In the piece about Martin Gardner's award, how many years did he serve as the mathematical games columnist for Scientific American?

SOURCE DOCUMENT:
□ □ □ □ □

Senior Editor, Physics Today

bgl@worldnet.att.net

Forum Award Recognizes Martin Gardner

The Forum Award for Promoting Public Understanding of the Relationships of Physics and Society will go to Martin Gardner, who is now retired from his 25-year tenure as the mathematical games columnist for the Scientific American. Gardner is being honored "for his popular columns and books on recreational mathematics which introduced generations of readers to the pleasures and uses of logical thinking; and for his columns and books which exposed pseudoscientific bunk and explained the scientific process to the general public."
Gardner earned a BA from the University of Chicago in 1936 and spent his career as a journalist and writer. His jobs included a stint as a contributing editor to Humpty Dumpty (1952-62) as well as his term at Scientific American. Now retired, Gardner is still active as a member of the executive council of the Committee for the Scientific Investigation of the Claims of the Paranormal (CSICOP), and columnist for its magazine, Skeptical Inquirer.

□ □ □ □ □

Records from a dataset
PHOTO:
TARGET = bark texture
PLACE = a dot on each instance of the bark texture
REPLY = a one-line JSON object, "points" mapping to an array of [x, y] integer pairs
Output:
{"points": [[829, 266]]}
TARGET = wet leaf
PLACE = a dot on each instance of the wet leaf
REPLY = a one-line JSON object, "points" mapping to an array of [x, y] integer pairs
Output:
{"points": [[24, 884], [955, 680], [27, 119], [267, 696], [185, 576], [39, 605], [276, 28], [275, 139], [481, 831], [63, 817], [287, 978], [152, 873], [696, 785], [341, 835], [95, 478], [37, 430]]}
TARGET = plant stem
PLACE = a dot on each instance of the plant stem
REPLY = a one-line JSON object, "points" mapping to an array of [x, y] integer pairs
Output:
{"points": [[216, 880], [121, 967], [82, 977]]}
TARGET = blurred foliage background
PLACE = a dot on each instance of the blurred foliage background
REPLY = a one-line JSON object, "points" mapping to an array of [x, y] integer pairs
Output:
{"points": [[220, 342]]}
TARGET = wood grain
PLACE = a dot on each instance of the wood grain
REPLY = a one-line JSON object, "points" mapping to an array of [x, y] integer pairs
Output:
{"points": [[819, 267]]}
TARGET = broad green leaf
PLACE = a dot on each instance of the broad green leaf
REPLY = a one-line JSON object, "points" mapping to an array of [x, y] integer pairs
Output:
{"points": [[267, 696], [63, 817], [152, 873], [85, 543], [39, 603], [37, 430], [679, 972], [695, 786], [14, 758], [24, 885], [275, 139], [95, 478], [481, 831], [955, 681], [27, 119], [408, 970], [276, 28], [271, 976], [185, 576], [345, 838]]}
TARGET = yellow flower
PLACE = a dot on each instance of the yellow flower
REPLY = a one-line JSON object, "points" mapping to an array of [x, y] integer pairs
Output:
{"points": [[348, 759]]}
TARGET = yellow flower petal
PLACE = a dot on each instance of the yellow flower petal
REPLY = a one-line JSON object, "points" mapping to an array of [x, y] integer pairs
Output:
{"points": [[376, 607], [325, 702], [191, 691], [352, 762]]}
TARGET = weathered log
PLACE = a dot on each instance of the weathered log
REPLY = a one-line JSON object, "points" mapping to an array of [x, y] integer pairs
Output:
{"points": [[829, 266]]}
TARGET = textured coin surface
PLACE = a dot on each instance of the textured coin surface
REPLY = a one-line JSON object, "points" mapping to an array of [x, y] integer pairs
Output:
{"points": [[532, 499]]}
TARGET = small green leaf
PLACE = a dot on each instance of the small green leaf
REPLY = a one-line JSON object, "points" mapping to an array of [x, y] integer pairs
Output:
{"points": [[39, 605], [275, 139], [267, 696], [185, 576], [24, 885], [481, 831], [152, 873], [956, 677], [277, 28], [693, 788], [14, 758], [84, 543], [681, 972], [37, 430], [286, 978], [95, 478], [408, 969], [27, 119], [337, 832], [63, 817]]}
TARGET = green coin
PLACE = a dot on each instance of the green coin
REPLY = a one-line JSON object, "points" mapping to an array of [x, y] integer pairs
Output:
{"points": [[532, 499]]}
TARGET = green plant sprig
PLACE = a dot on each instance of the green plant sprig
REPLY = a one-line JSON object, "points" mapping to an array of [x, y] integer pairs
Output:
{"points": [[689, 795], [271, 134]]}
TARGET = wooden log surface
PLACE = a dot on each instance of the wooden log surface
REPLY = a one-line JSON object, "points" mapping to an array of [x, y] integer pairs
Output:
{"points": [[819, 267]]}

□ □ □ □ □

REPLY: 25 years.